Community and social housing boost features as budget priority
The NSW State Budget for 2020 - 2021 was handed down last week, in the face of unprecedented times linked to Australia’s COVID-19-induced recession. Designed to help chart a course out of the recent economic downturn, the Budget includes a raft of new measures aimed at stimulating economic activity. Chief amongst these are measures directed at improving the quality of and access to social housing; issues that were already pressing before COVID-19 and which are likely to be exacerbated by the economic turmoil left on the wake of the COVID-19 pandemic.
The Budget includes enhanced funding for the social housing sector, which has been singled out as a priority for the NSW State Government.
The funding boost unveiled by the NSW Treasurer includes:
- an $812 million commitment to undertake significant maintenance and upgrades of social and Aboriginal housing. Specifically, this includes:
- $400 million over the next three years for the construction and acceleration of approximately 1,200 new dwellings new social housing properties across NSW by the Land and Housing Corporation;
- $200 million over the next two years for upgrades and maintenance works to existing social housing dwellings, including properties managed by community housing providers; and
- an additional $212 million over the next four years for new supply and targeted improvements to Aboriginal housing projects;
- $20 million ($80 million over four years) for 300 new housing sector pre-apprenticeships, apprenticeships and cadetships to provide career pathways for young people and social housing tenants; and
- a $29 million commitment over 2020-21 and 2021-2022 to extending the Government’s flagship Together Home project. Originally unveiled in June 2020, the project has been billed as a transformative partnership between the government and 19 community housing providers to address rough sleeping on NSW streets by securing housing from the private rental market and combining this with the provision of wrap-around support services.

- [Supplied records]:
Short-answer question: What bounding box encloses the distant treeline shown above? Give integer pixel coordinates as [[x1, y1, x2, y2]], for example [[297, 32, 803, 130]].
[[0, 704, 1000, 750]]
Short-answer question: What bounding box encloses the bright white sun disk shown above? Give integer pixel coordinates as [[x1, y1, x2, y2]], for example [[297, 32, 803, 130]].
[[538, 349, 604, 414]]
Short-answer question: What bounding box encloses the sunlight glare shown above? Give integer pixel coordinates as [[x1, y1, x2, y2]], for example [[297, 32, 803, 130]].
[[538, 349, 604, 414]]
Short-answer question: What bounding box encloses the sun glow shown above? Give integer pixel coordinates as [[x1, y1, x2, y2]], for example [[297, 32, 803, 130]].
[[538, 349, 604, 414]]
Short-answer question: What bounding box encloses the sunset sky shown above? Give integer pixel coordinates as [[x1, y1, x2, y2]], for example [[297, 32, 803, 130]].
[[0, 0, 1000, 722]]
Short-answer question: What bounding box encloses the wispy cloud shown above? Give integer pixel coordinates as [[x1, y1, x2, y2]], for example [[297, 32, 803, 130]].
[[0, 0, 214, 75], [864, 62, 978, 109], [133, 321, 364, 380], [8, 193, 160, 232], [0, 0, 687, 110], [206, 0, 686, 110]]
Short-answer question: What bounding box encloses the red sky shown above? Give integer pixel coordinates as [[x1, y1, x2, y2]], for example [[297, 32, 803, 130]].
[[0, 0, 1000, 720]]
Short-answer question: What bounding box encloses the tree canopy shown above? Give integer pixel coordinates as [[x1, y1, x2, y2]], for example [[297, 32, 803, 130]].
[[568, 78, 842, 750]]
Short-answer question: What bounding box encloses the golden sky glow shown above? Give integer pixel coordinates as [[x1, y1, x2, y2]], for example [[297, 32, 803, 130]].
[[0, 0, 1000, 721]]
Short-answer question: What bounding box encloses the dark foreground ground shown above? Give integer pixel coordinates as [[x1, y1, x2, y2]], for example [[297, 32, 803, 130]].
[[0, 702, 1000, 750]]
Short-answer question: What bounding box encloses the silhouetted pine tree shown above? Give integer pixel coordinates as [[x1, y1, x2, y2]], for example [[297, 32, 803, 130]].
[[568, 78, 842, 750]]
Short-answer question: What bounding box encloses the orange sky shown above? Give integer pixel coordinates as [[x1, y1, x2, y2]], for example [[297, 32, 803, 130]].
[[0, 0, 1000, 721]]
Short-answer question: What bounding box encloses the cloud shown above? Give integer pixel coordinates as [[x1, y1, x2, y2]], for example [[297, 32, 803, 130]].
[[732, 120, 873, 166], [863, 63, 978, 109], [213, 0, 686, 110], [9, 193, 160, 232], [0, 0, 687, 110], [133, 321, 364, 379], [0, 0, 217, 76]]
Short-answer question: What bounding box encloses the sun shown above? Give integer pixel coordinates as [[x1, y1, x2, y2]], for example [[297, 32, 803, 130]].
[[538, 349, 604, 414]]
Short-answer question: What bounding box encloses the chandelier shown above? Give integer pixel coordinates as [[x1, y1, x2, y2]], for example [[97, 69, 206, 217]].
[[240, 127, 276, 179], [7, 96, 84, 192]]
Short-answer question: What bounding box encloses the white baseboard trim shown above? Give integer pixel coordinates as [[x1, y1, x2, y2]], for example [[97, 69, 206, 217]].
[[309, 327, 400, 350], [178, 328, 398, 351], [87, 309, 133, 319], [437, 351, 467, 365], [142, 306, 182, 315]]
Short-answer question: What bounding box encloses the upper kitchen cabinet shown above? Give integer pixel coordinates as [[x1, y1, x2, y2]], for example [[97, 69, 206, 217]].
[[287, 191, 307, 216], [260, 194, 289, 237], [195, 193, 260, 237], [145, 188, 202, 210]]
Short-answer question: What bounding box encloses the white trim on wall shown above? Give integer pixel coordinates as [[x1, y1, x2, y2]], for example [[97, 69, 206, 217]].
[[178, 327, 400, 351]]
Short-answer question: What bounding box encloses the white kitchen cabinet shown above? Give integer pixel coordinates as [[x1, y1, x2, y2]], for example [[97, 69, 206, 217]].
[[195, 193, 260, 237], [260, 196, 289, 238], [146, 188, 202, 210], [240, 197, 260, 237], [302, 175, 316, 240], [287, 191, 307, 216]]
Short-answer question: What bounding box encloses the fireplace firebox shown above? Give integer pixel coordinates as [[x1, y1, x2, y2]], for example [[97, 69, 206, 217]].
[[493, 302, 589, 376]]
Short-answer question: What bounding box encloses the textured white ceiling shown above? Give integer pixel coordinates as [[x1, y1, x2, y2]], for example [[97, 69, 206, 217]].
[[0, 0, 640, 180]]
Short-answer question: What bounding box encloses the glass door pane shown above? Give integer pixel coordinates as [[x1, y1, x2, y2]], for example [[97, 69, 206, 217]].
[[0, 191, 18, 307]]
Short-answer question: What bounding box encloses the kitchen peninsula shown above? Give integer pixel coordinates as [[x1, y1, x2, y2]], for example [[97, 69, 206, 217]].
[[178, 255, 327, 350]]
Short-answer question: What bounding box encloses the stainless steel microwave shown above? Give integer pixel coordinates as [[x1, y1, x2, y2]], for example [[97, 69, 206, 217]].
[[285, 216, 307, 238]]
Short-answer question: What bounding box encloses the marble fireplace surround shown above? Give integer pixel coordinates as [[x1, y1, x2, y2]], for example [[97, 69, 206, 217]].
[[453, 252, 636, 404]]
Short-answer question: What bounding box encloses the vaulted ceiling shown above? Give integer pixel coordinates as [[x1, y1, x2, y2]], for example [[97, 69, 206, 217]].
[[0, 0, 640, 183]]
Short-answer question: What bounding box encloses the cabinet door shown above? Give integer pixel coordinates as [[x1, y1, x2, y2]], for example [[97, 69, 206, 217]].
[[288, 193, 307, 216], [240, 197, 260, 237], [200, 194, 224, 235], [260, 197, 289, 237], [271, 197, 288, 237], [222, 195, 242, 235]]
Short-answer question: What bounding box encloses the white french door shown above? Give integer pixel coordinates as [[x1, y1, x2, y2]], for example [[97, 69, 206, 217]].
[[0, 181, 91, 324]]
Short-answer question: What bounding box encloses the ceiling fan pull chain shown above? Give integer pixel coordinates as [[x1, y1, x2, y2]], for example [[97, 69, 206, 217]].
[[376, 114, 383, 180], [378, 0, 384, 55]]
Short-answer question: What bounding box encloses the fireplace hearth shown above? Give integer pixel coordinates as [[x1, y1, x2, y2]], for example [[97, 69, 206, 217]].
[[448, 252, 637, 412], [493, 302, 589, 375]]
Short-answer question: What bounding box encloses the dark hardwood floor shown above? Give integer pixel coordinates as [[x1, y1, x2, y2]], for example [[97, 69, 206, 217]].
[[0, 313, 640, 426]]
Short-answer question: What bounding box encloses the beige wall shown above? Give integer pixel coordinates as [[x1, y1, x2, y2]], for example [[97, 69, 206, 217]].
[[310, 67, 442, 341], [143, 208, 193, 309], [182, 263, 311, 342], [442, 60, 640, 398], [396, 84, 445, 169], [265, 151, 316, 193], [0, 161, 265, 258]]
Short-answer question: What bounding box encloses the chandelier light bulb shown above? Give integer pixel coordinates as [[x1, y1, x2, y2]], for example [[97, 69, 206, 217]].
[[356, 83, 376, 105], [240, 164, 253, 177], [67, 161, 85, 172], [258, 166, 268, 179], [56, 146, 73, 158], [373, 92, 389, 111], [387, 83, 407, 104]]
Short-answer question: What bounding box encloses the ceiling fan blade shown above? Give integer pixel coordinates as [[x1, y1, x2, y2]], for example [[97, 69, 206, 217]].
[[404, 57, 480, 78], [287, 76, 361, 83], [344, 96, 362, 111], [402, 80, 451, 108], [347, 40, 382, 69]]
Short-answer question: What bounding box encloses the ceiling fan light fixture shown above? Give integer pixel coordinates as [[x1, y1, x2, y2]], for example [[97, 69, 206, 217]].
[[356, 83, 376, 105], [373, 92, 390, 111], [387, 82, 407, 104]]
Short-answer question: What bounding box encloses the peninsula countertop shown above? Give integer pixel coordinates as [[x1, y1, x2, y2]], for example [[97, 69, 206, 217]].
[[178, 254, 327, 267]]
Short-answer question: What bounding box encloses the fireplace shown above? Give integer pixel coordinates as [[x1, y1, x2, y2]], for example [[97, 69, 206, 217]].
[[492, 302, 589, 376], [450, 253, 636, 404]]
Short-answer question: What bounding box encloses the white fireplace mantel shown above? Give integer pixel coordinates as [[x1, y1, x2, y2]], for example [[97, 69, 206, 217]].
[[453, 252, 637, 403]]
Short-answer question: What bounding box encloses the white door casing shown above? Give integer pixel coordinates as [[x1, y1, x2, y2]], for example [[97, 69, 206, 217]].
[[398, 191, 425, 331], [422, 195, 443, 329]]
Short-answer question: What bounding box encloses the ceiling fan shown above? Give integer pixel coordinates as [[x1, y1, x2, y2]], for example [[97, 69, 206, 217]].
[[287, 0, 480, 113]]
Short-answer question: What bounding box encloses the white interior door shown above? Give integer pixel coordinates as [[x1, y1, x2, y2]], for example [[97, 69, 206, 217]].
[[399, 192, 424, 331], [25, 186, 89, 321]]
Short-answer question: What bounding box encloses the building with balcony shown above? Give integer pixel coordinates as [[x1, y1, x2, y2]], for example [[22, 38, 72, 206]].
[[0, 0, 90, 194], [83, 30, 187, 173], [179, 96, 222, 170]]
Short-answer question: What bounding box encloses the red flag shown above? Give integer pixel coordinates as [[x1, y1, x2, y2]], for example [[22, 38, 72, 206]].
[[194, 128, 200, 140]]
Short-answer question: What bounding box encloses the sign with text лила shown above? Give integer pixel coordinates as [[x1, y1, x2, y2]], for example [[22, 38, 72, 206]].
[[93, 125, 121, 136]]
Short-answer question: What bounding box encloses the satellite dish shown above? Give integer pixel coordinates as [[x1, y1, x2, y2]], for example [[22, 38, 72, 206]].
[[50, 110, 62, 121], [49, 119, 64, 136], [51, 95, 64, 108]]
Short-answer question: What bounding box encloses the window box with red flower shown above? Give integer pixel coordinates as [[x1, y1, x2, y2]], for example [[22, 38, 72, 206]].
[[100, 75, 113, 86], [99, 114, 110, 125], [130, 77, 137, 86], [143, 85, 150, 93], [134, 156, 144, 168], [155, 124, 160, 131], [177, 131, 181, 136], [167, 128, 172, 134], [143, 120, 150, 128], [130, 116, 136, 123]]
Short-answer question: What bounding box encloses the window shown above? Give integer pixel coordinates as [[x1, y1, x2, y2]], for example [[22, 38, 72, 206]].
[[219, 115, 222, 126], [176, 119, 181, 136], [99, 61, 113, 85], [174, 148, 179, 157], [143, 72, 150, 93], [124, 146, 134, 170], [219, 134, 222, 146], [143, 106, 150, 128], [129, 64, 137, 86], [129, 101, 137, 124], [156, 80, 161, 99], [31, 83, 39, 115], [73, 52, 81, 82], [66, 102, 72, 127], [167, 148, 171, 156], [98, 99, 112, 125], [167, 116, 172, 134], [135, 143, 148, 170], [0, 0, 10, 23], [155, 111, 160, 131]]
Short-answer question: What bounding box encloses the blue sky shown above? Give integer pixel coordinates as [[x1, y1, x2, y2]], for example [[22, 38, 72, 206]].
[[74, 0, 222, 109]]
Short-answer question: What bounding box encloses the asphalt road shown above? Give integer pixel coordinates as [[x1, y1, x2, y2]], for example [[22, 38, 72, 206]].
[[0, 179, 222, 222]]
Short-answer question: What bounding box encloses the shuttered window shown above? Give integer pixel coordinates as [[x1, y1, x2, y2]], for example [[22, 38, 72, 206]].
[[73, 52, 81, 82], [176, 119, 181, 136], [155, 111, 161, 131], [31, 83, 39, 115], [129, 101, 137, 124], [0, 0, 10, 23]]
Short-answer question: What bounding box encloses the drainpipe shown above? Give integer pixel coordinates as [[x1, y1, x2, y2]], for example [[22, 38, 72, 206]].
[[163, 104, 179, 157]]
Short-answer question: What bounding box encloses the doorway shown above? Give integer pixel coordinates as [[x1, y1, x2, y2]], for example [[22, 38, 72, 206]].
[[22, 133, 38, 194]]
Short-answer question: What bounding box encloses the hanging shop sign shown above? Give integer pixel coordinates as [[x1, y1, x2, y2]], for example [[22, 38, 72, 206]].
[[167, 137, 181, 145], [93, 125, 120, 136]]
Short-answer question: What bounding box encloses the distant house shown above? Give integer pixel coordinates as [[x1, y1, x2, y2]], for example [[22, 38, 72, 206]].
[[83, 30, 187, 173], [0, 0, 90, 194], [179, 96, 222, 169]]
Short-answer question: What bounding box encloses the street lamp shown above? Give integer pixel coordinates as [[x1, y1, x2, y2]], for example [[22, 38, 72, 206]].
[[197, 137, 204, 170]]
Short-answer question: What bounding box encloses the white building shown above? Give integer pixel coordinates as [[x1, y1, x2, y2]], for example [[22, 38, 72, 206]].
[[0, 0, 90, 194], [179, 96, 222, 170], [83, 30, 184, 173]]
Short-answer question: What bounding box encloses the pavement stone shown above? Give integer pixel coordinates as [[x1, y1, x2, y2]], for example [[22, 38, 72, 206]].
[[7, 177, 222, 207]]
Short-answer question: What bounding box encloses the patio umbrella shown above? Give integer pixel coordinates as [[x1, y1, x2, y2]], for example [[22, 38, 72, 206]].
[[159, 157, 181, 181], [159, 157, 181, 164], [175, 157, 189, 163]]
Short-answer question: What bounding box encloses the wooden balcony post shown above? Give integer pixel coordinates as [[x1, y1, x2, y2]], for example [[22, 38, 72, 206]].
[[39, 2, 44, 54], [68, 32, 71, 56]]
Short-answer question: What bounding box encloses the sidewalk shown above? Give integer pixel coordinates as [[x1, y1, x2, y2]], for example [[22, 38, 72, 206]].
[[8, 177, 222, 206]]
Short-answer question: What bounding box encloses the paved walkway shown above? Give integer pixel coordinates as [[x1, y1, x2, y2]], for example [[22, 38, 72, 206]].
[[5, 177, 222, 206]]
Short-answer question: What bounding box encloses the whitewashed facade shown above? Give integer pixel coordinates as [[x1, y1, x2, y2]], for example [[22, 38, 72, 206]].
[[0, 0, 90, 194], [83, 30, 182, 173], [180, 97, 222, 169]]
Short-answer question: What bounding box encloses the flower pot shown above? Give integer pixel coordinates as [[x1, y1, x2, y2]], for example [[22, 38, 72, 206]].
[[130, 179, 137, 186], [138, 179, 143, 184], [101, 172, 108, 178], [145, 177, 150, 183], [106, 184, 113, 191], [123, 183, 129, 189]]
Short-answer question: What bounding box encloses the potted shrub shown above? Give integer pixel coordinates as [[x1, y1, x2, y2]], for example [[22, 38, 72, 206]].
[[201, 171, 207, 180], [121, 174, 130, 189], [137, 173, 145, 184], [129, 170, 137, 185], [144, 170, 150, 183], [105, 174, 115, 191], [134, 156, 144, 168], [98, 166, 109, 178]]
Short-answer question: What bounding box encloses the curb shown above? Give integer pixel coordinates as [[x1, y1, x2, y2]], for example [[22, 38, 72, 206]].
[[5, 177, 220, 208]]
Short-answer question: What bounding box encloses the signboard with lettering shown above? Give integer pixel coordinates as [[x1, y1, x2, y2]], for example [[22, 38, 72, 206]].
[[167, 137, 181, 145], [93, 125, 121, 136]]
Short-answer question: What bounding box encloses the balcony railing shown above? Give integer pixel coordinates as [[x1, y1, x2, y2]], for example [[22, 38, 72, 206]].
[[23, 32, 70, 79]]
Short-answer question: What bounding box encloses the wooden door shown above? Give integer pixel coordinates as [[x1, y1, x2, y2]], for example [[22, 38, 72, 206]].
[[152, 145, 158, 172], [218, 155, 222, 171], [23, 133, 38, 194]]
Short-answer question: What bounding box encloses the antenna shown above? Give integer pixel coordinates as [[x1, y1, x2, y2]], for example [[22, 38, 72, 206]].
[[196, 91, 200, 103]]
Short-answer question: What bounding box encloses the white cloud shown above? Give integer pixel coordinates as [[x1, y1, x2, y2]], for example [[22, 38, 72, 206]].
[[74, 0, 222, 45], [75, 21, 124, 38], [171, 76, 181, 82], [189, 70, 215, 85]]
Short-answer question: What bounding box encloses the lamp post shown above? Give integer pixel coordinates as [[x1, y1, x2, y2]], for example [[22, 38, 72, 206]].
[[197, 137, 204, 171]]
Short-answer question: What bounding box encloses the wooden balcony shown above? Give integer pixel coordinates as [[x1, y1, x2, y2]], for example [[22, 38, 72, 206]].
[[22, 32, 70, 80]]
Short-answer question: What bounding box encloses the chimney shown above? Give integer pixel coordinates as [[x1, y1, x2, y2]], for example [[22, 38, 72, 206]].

- [Activity]:
Continue the text on the NSW budget's social housing funding, starting after its last sentence. The items here are material of their own and have no connection to the text about the NSW budget.

- [Exercise output]:
This comes off the back of announcements in April, where the NSW Government directed $60.5 million from its $2.3 billion COVID-19 Rescue Package to COVID-19 related emergency accommodation and targeted repairs and maintenance work on existing social housing properties. This initial investment formed part of the NSW Government’s effort to fast-track ‘shovel-ready’ projects as part of the economic response to the pandemic.
Further reforming the social housing space, new guidelines (Good Design for Social Housing and LAHC Dwelling Requirements) have recently been released by the NSW Land and Housing Corporation in cooperation with the Government Architect NSW which will benefit social housing occupants by, among other requirements, adding five-square-metres of floor space to the layout of new dwellings.
Across the border, the Victorian Government also recently announced an ambitious social housing drive, underpinned by a $5.3 billion commitment to fund the construction of more than 12,000 new social and affordable homes over a four year period. The Victorian Government has also announced the creation of a new agency, Homes Victoria, to oversee and coordinate its construction efforts and to liaise with key stakeholders in industry.
The NSW Budget and similar developments in Victoria are welcome recognition by State Governments that enhanced building and construction activity and improved access to affordable housing will play a key role in the planning of a prosperous, post-pandemic future.